Retype all the records with nothing changed.
- - -
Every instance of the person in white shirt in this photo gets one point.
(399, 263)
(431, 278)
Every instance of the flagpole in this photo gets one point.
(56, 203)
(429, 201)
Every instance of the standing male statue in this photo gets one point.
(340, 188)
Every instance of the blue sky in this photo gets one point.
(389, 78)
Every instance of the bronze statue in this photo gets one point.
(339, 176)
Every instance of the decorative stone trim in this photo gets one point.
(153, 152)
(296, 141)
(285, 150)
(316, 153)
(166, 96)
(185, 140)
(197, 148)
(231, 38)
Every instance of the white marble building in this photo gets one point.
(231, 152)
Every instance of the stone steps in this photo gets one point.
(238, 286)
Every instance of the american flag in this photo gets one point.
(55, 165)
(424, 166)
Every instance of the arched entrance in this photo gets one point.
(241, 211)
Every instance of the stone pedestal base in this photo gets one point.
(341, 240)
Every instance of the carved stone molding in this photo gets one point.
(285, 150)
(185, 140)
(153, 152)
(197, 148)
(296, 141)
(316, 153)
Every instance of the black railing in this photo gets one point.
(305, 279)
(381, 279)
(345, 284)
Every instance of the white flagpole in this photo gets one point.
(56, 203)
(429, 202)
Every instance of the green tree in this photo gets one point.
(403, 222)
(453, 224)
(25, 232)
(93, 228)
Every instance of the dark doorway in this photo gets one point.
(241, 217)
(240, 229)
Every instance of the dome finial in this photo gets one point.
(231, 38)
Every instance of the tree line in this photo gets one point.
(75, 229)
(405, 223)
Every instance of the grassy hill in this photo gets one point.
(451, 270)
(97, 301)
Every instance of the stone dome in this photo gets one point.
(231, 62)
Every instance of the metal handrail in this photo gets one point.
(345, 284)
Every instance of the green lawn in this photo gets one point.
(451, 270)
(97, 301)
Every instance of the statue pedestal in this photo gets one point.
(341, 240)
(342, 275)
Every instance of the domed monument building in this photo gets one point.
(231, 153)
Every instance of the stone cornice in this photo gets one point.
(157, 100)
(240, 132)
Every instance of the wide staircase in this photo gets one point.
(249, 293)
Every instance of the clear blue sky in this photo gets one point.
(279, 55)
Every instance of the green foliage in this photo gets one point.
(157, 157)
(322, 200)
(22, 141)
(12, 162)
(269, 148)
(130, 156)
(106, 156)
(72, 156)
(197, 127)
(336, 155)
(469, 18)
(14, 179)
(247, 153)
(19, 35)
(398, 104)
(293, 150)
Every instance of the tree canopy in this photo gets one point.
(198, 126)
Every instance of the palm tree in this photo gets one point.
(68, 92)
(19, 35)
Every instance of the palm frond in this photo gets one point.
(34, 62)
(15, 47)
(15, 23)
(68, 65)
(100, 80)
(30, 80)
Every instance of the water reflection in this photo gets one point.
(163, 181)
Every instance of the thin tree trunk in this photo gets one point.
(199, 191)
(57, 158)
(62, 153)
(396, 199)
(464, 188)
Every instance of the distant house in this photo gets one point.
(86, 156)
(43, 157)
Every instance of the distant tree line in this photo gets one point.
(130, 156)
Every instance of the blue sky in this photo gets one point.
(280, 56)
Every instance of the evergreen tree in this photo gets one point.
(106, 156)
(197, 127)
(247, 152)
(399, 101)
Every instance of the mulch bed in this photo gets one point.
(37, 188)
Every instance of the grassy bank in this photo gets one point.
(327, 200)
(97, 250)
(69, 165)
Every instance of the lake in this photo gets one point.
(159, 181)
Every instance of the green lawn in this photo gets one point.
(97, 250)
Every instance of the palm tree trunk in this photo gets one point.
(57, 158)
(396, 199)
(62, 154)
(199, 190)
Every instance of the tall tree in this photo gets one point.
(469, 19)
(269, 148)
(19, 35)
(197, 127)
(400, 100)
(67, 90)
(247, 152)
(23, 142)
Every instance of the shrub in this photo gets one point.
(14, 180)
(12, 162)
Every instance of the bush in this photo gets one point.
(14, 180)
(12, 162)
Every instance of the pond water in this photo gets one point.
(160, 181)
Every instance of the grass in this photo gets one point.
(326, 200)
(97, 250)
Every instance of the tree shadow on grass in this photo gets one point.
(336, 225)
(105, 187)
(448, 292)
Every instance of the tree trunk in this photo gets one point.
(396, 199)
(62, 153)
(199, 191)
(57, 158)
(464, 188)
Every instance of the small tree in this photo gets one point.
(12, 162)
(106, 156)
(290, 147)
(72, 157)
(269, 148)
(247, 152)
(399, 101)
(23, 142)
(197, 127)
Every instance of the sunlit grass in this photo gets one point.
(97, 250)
- - -
= Exercise solution =
Every instance of the person in white shirt in this photo gets one point.
(399, 263)
(431, 278)
Every instance of the flagpole in this photo gets one point.
(56, 203)
(429, 201)
Every instance of the standing male statue in this photo gets one point.
(340, 188)
Every instance of the blue sky in this photo gets one point.
(389, 78)
Every instance of the bronze statue in this photo gets one point.
(339, 176)
Every instance of the decorative stone trim in this photo gets one point.
(153, 152)
(296, 141)
(285, 150)
(316, 153)
(166, 96)
(185, 140)
(197, 148)
(231, 38)
Every instance of the white marble building in this photo gets one point.
(231, 152)
Every instance of the stone steps in this photo gets one point.
(238, 286)
Every instance of the american flag in this photo gets one point.
(55, 165)
(424, 166)
Every instance of the arched entrance in this photo gets one point.
(241, 211)
Every instance of the stone pedestal base in this photo gets one point.
(341, 240)
Every instance of the carved stone molding in this photo gets one point.
(285, 150)
(185, 140)
(153, 152)
(197, 148)
(296, 141)
(316, 153)
Every instance of the black railing in this photo gets one point.
(305, 279)
(381, 279)
(345, 284)
Every instance of the white flagpole in this photo gets one point.
(56, 203)
(429, 202)
Every instance of the green tree in this photo gets one point.
(403, 222)
(453, 224)
(25, 232)
(93, 228)
Every instance of the dark doorway in this photo gets one point.
(241, 217)
(240, 229)
Every instance of the dome finial in this photo gets one point.
(231, 38)
Every instance of the tree line in this photo gets one point.
(75, 229)
(405, 223)
Every instance of the grassy hill in this photo gets one point.
(451, 270)
(97, 301)
Every instance of the stone dome in this photo gets one point.
(231, 62)
Every instance of the metal handrail in this photo gets one point.
(345, 284)
Every instance of the green lawn in this photo gets one point.
(451, 270)
(97, 301)
Every instance of the statue pedestal in this photo gets one point.
(341, 240)
(342, 275)
Every instance of the domed monument building in this photo gets one point.
(231, 153)
Every instance of the stone cornice in this photo gets one point.
(157, 100)
(240, 132)
Every instance of the wide staircase in this photo gets one point.
(249, 293)
Every instance of the clear blue sky in this photo gets one point.
(279, 55)
Every instance of the green foliage in this photo gets one point.
(157, 157)
(322, 200)
(22, 141)
(12, 162)
(269, 148)
(130, 156)
(106, 156)
(72, 156)
(197, 127)
(336, 155)
(469, 18)
(14, 179)
(247, 153)
(19, 35)
(398, 104)
(293, 150)
Every instance of the tree canopy in this photo gets one point.
(198, 126)
Every instance of the palm tree in this photo gets one point.
(68, 92)
(19, 35)
Every instance of the palm frond in this photo gets one point.
(34, 62)
(15, 47)
(15, 23)
(68, 65)
(100, 80)
(30, 80)
Every instance of the water reflection in this photo gets one point.
(163, 181)
Every instance of the thin tree trunk in this photo gets one point.
(199, 191)
(57, 158)
(62, 153)
(396, 199)
(464, 188)
Every instance of the distant house in this photo gets one point.
(86, 156)
(43, 157)
Every instance of the distant tree line in this photo gets one point.
(130, 156)
Every instance of the blue sky in this photo gets one point.
(280, 56)
Every instance of the evergreen tree in this photo gets one point.
(106, 156)
(197, 127)
(247, 152)
(399, 101)
Every instance of the mulch bed in this photo gets one point.
(37, 188)
Every instance of the grassy bank in this photo gets one point.
(327, 200)
(97, 250)
(69, 165)
Every instance of the lake in this photo gets one point.
(159, 181)
Every instance of the green lawn in this photo gets one point.
(97, 250)
Every instance of the palm tree trunk in this photo gets one point.
(57, 158)
(396, 199)
(62, 154)
(199, 190)
Every instance of the tall tree in this photo gets one point.
(469, 19)
(269, 148)
(19, 35)
(197, 127)
(400, 100)
(67, 90)
(247, 152)
(23, 142)
Every instance of the shrub in this photo gets one point.
(14, 180)
(12, 162)
Every instance of the bush in this photo gets one point.
(14, 180)
(12, 162)
Every instance of the pond water in this photo gets one point.
(160, 181)
Every instance of the grass in this photo gets one point.
(326, 200)
(97, 250)
Every instance of the tree shadow on grass in this photo gets one point.
(336, 225)
(105, 187)
(448, 292)
Every instance of the tree trunk in this photo gets one point.
(396, 199)
(62, 153)
(199, 191)
(57, 158)
(464, 188)
Every instance of the small tree in this photo gets one point.
(12, 162)
(106, 156)
(290, 147)
(72, 157)
(269, 148)
(247, 152)
(399, 101)
(23, 142)
(197, 127)
Every instance of the sunlit grass in this photo gets one point.
(97, 250)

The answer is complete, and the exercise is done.